Short task: Reproduce every one of the records below verbatim, line by line, without altering any character.

Provided data:

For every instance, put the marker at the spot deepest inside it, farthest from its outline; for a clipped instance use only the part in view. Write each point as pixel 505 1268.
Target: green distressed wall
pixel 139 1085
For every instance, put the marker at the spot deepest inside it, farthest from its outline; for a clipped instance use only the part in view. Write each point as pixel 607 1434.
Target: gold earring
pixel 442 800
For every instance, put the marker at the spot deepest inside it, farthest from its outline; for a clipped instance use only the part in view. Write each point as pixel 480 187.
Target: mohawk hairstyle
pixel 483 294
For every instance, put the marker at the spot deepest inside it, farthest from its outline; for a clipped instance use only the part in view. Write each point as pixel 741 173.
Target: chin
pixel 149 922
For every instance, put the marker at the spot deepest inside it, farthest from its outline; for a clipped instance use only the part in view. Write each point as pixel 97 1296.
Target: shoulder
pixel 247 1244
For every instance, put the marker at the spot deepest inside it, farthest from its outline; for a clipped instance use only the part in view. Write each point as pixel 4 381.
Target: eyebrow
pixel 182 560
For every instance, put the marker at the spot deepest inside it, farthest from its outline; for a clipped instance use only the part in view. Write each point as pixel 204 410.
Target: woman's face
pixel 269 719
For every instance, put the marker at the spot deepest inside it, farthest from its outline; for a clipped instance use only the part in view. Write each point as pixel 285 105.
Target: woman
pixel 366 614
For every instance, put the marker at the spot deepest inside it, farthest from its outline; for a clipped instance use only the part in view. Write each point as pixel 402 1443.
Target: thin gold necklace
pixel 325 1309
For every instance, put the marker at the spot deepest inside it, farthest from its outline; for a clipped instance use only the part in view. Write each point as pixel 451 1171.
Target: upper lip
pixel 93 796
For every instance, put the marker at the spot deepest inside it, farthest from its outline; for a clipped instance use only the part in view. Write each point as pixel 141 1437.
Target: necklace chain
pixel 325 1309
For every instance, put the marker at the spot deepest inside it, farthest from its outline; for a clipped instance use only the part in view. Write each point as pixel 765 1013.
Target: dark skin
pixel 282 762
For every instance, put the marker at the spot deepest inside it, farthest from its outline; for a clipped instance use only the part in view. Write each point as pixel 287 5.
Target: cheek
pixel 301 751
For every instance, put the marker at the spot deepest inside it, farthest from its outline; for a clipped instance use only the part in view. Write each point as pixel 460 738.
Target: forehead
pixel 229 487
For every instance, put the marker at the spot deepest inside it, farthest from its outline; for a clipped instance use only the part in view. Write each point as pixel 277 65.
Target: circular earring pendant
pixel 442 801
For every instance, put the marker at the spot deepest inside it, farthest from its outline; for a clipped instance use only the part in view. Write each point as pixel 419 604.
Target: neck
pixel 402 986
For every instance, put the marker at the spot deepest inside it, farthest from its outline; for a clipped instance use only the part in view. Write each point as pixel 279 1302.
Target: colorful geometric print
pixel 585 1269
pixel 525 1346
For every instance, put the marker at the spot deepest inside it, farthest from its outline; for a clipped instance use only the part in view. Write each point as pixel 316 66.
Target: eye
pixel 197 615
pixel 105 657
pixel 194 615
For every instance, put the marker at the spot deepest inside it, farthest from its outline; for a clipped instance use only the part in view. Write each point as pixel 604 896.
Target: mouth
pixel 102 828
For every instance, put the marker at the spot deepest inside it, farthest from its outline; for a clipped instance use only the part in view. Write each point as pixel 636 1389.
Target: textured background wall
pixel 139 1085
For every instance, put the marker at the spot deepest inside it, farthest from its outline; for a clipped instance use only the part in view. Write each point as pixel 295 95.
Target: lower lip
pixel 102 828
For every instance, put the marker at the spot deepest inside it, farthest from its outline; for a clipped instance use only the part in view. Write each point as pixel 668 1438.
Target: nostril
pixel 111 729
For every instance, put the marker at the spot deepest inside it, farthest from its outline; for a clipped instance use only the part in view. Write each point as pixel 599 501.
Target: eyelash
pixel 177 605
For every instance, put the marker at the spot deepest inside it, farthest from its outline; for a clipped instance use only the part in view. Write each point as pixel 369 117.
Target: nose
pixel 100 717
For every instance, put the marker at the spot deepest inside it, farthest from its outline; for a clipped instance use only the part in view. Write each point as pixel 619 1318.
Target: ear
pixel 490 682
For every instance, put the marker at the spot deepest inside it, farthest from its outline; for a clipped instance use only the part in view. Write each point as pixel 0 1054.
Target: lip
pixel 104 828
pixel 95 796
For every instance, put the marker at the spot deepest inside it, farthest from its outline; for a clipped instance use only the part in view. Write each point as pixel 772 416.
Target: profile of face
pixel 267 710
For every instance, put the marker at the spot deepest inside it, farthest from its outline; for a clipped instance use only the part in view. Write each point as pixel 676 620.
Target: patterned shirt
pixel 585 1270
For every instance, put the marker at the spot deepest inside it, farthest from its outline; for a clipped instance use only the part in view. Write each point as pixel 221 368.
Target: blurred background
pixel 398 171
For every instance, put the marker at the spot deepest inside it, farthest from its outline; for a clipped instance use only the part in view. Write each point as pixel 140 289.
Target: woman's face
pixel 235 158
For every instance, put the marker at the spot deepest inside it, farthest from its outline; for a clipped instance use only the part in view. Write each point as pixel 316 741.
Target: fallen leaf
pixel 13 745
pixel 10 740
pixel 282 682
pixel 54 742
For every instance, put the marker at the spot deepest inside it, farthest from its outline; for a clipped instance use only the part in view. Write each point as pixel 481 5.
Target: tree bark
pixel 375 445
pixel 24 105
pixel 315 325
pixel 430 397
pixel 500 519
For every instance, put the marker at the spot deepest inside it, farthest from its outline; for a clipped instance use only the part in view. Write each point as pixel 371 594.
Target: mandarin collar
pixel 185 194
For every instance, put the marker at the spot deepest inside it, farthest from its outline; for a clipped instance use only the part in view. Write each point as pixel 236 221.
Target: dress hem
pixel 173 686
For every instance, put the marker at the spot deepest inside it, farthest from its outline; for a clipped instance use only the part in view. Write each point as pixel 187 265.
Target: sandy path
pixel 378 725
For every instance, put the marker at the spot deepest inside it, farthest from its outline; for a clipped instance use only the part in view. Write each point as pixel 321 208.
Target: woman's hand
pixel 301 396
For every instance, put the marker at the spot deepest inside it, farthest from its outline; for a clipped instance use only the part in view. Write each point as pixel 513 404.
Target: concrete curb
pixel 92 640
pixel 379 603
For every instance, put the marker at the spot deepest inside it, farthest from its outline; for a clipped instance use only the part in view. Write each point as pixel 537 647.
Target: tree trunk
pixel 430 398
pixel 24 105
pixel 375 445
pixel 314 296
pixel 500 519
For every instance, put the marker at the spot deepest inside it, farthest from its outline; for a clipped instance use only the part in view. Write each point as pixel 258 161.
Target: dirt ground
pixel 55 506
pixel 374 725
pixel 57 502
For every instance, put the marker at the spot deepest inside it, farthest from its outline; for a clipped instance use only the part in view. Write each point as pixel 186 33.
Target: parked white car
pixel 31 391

Task solution:
For every instance, put the marker at the spot deepest inside it, farthest from its outline; for a clipped instance use only the part in view. Write each point as pixel 505 1268.
Target: green distressed wall
pixel 139 1085
For every instance, put the marker at the spot deepest inside it, farthest from its outline; for a clipped instance use only the part in view. Write each point as pixel 607 1434.
Target: gold earring
pixel 442 800
For every instance, put the marker at the spot deepest inside it, farthest from its outline; for a clipped instance use only the part in view. Write each point as pixel 480 187.
Target: mohawk hairstyle
pixel 483 294
For every instance, put the marker at the spot deepest inside it, farthest from its outline; for a clipped instance use only the part in view. Write each point as pixel 741 173.
Target: chin
pixel 149 922
For every instance, put the marker at the spot deepest inside it, farthest from its outline; for a clipped instance use only the part in view. Write each point as pixel 97 1296.
Target: shoulder
pixel 247 1244
For every instance, put the marker at the spot deepest inside it, farthest from its outline; for a clipped instance use only the part in view. Write each point as pixel 4 381.
Target: eyebrow
pixel 182 560
For every instance, put the marker at the spot deepest inside it, farthest from its outline; for a clipped instance use only the part in view. Write each point as pixel 204 410.
Target: woman's face
pixel 269 719
For every instance, put the marker at the spot deepest inside it, farthest from its outline; for a clipped instance use only the part in view. Write each point as pixel 285 105.
Target: woman
pixel 366 614
For every instance, put the marker at the spot deepest inside it, farthest from its outline; for a clipped instance use only the part in view. Write each point as pixel 402 1443.
Target: thin gold necklace
pixel 325 1309
For every instance, put the marker at the spot deepest inside it, farthest from its outline; for a clipped instance use only the part in view. Write each point as pixel 451 1171.
Target: upper lip
pixel 93 796
For every instance, put the marker at the spot deepest inside it, farthest from its outline; for a clipped instance use only the part in view. Write each point as pixel 141 1437.
Target: necklace chain
pixel 325 1309
For every instance, put the marker at the spot deepest inside it, farthest from its outline; for a clipped instance use only the part in view. Write each point as pixel 765 1013.
Target: dark skin
pixel 282 762
For every instance, put the marker at the spot deepest inside it, farthest from its outline; for a clipped instance use only the part in view. Write each point as pixel 287 5.
Target: cheek
pixel 301 751
For every instance, put the marker at the spot deepest inside it, farthest from its outline; for a clipped instance use only the part in view. Write each point as pixel 460 738.
Target: forehead
pixel 229 487
For every instance, put the marker at the spot deepest inside it, farthest from its outline; for a clipped instance use only the part in view. Write each point as pixel 277 65.
Target: circular earring pendant
pixel 442 801
For every instance, put the marker at the spot deepest inside it, farthest from its outline; for a clipped instance use only the part in view. Write each point as pixel 419 604.
Target: neck
pixel 402 986
For every instance, put the marker at the spot deepest inside it, farthest from its outline; for a clipped instance use only the part in view. Write each point as pixel 279 1302.
Target: colorful geometric print
pixel 585 1269
pixel 525 1346
For every instance, put the marker at the spot deepest inside it, farthest from its outline; for a clipped instance use only the part in view. Write each point as pixel 316 66.
Target: eye
pixel 197 615
pixel 105 657
pixel 194 615
For every instance, put the marker at the spot deepest inside it, farthest from its outline; for a clipped instance use only the part in view. Write each point as pixel 604 896.
Target: mouth
pixel 102 828
For every instance, put the marker at the spot deepest inside it, farthest from its outline; for a clipped instance use only the part in view. Write each point as pixel 636 1389.
Target: textured background wall
pixel 139 1085
For every instance, put the marker at the spot deepest inside it, farthest from its outline; for a clipped instance use only the part in view. Write each point as pixel 295 95.
Target: lower lip
pixel 102 828
For every instance, put the marker at the spot deepest inside it, farthest from its outline; for a clipped instance use only the part in view. Write each point as pixel 668 1438.
Target: nostril
pixel 111 729
For every instance, put the marker at the spot deepest inside it, farthest from its outline; for a clipped instance use only the part in view. Write each point as pixel 599 501.
Target: eyelash
pixel 177 605
For every instance, put the marker at the spot deepest inside it, farthest from its outline; for a clipped instance use only the part in view. Write each point as pixel 369 117.
Target: nose
pixel 100 717
For every instance, put the marker at the spot deepest inside it, farthest from its outline; for a clipped instance use only the part in view. Write each point as pixel 619 1318.
Target: ear
pixel 490 682
For every instance, put the marker at the spot deepest inside it, farthest from its outline; for a clipped instance use only the part in view. Write each point as pixel 0 1054.
Target: lip
pixel 104 828
pixel 95 796
For every instance, put the marker at the spot deepest inside it, farthest from its outline; for a clipped instance use only the part in view. Write each point as pixel 772 416.
Target: profile of face
pixel 267 710
For every instance, put the marker at the spot deepest inside it, farthest from its outline; for a clipped instance use only the part in view. Write each point as pixel 676 620.
Target: patterned shirt
pixel 585 1270
For every instance, put the marker at the spot deepest inside it, farthest from its outline; for a clipped instance use only the part in view. Write each point as pixel 221 368.
Target: blurred background
pixel 398 171
For every instance, put the marker at the spot deepest inside it, farthest from its outline; for a clipped instance use only the part in view. Write each point as pixel 140 289.
Target: woman's face
pixel 235 158
For every instance, put the marker at the spot deepest inside it, farthest from its outline; for a clipped instance use only the part in view. Write each point as pixel 316 741.
Target: fallen leaf
pixel 13 745
pixel 10 740
pixel 282 682
pixel 54 742
For every instance, put the marker at the spot deepest inside it, farthest from its outline; for a clipped instance use only the part in view. Write each point as pixel 481 5.
Target: tree bark
pixel 375 445
pixel 24 105
pixel 315 325
pixel 430 397
pixel 500 519
For every instance, put the marker at the spot deepest inside it, farthest from its outline; for a clipped instance use only the part in view. Write each point as pixel 371 594.
Target: mandarin collar
pixel 185 194
For every instance, put the marker at the spot deepest inside it, farthest from its outline; for a clipped instance use only the part in view. Write each point as pixel 236 221.
Target: dress hem
pixel 173 686
For every instance, put the marker at the spot deepest inside it, farthest from its outline; for a clipped instance use only the part in view. Write each point as pixel 187 265.
Target: sandy path
pixel 378 725
For every instance, put the marker at the spot deepest inside it, farthest from its outline; for a clipped instance use only the part in view. Write each point as pixel 321 208.
Target: woman's hand
pixel 301 396
For every instance, put the marker at the spot deepest inside it, farthest from its outline; for a clipped instance use only the part in view. Write each point as pixel 513 404.
Target: concrete curb
pixel 92 640
pixel 379 603
For every instance, put the marker at the spot deepest inside it, farthest from its outline; for a clipped instance use only the part in view. Write each point as pixel 537 647.
Target: tree trunk
pixel 430 398
pixel 24 105
pixel 375 445
pixel 314 296
pixel 500 519
For every instance, put the marker at the spot deepest inside it, farthest from its outline; for a clipped instance use only the part in view. Write each point as pixel 258 161.
Target: dirt ground
pixel 55 506
pixel 374 725
pixel 57 502
For every instance, put the marker at the spot deepest inside it, farthest from its outline; for a clipped instance use only the part in view. Write each point as pixel 186 33.
Target: parked white car
pixel 31 391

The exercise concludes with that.